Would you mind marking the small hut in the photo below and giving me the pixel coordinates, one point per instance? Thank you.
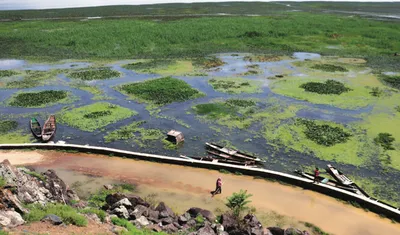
(175, 136)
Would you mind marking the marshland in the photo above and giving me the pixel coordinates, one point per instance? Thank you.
(298, 89)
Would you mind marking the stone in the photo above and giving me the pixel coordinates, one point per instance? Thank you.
(164, 208)
(293, 231)
(121, 212)
(170, 228)
(10, 219)
(139, 211)
(108, 186)
(276, 231)
(123, 202)
(206, 230)
(155, 228)
(53, 219)
(143, 221)
(167, 220)
(229, 222)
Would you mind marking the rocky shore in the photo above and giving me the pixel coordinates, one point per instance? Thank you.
(22, 188)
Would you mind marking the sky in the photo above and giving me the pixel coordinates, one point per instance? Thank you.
(46, 4)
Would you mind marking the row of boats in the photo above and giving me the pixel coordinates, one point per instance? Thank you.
(47, 132)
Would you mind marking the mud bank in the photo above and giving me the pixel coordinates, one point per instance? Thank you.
(182, 187)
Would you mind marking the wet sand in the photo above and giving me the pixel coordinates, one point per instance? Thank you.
(185, 187)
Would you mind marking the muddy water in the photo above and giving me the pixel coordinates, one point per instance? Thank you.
(184, 187)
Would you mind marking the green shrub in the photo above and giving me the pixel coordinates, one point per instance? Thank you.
(95, 74)
(162, 91)
(238, 202)
(385, 140)
(393, 81)
(100, 213)
(6, 126)
(35, 99)
(327, 88)
(68, 214)
(7, 73)
(324, 134)
(329, 68)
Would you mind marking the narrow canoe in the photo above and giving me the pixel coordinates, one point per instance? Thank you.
(49, 128)
(35, 128)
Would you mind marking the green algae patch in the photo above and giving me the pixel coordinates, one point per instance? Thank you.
(40, 99)
(160, 91)
(235, 85)
(134, 132)
(94, 116)
(164, 67)
(101, 73)
(357, 97)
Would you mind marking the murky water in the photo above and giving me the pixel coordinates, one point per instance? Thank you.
(181, 189)
(199, 131)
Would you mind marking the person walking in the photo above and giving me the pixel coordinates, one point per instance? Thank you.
(316, 175)
(218, 187)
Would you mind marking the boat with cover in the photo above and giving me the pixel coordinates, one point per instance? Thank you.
(338, 175)
(49, 128)
(35, 128)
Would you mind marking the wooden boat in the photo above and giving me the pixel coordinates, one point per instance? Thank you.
(339, 176)
(35, 128)
(233, 153)
(49, 128)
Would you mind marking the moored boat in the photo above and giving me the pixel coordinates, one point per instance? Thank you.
(338, 175)
(35, 128)
(49, 128)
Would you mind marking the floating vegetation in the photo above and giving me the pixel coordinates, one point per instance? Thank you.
(329, 68)
(7, 73)
(95, 74)
(6, 126)
(324, 134)
(327, 88)
(94, 116)
(161, 91)
(385, 140)
(38, 99)
(262, 58)
(393, 81)
(130, 132)
(235, 85)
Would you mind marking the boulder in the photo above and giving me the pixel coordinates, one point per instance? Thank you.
(164, 208)
(155, 228)
(229, 222)
(170, 228)
(195, 211)
(143, 221)
(10, 219)
(167, 220)
(53, 219)
(276, 231)
(121, 212)
(139, 211)
(206, 230)
(293, 231)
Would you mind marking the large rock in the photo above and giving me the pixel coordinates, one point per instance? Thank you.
==========
**TASK STATEMENT:** Pictures should be skipped, and the records retyped word for word.

**WORKED SOLUTION:**
Would you mind marking the small hut in the photo below and giving me the pixel coordinates, one point per instance? Thank you.
(175, 136)
Would you mind marking the marshland in the photo above and giving me the pixel coordinates, one point per instance? Thank you.
(298, 89)
Would you mind marking the stone in the photo above and giving me the pixel coordinates, one point per instance? Thank you.
(164, 208)
(293, 231)
(121, 212)
(170, 228)
(10, 219)
(139, 211)
(108, 186)
(276, 231)
(123, 202)
(206, 230)
(155, 228)
(53, 219)
(143, 221)
(167, 220)
(229, 222)
Would you mind marking the rocky shore in the photo above and giving me the pixel coordinates, one point per instance? Thank you.
(22, 188)
Would you mind marking the sky in the photo above and giving me the pixel coordinates, one point per instance? Thank you.
(46, 4)
Would you mind marking the row of boats in the photo above and giving me the pixel coordinates, one point per instance? Thank you.
(47, 132)
Would you mind marking the mud bank in the photo above and giving me the pixel coordinates, one point per instance? Thank you.
(182, 187)
Would you mind marking the wet sand in the photo above and giving me the pixel coordinates, one point per instance? Thank you.
(185, 187)
Would you mind marking the muddy water in the photo above and giving me the pixel coordinates, one point per instance? Thank you.
(184, 187)
Would you mind marking the green shrub in the photo above and giving me the pixel coordinates, one point per instance? Thank you.
(95, 74)
(162, 91)
(238, 202)
(385, 140)
(393, 81)
(100, 213)
(6, 126)
(35, 99)
(327, 88)
(68, 214)
(7, 73)
(324, 134)
(329, 68)
Would you mind marking the narrow canoe in the photo above and giving me the pixel coordinates, one point per instance? Thank you.
(49, 128)
(35, 128)
Would you mind marking the green algae patch in the photo above and giving me the pixel coordinates, one point per instance? Thank you.
(40, 99)
(160, 91)
(235, 85)
(134, 132)
(94, 116)
(164, 67)
(101, 73)
(357, 97)
Would you mind marking the murky water in the photo above and giving me the pixel coordinates, one point per instance? Thank you.
(181, 189)
(199, 131)
Would you mind marking the person walking in the photo above and giving me the pixel coordinates, one point per instance? Thank you.
(316, 175)
(218, 187)
Would you mind marking the boat with cover in the photo above and giving me the pixel coordinates, one point per instance? Thank you.
(338, 175)
(49, 128)
(35, 128)
Would you mind marking the wooden boat in the photo above and giving me the pixel coordinates, one point per instance? Thank you.
(339, 176)
(35, 128)
(233, 153)
(49, 128)
Would you mind marking the moored boat in the photo above and giving me the pixel coordinates, one point per instance? Thank you.
(338, 175)
(35, 128)
(49, 128)
Would you mind marking the floating vegetation in the photo above and giving me the pixel coordinates, one point per instance? Thank you.
(329, 68)
(7, 73)
(95, 74)
(6, 126)
(324, 134)
(327, 88)
(94, 116)
(161, 91)
(385, 140)
(38, 99)
(262, 58)
(393, 81)
(130, 132)
(235, 85)
Would you mind marking the boulder in the photo above and giving me the pixel coordinates, one point per instance? Thank you.
(164, 208)
(155, 228)
(229, 222)
(170, 228)
(195, 211)
(143, 221)
(10, 219)
(167, 220)
(53, 219)
(276, 231)
(121, 212)
(139, 211)
(206, 230)
(293, 231)
Would you mind marking the large rock in the photo above and giving me the pixel coordinates, one point per instance? Thank you.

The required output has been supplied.